*AIM OF THE EXERCISE*:
For this exercise, write out each entry below exactly as it reads.

○ ○ ○ ○ ○ ○ ○

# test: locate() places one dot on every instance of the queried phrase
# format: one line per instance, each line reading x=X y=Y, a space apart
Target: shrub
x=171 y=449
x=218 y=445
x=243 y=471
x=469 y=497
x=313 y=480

○ ○ ○ ○ ○ ○ ○

*ANSWER TO THE EXERCISE*:
# test: locate() places one dot on every instance of the queried phrase
# format: one line per instance, each line reading x=X y=Y, a space apart
Target: shrub
x=171 y=449
x=218 y=445
x=243 y=471
x=469 y=497
x=313 y=480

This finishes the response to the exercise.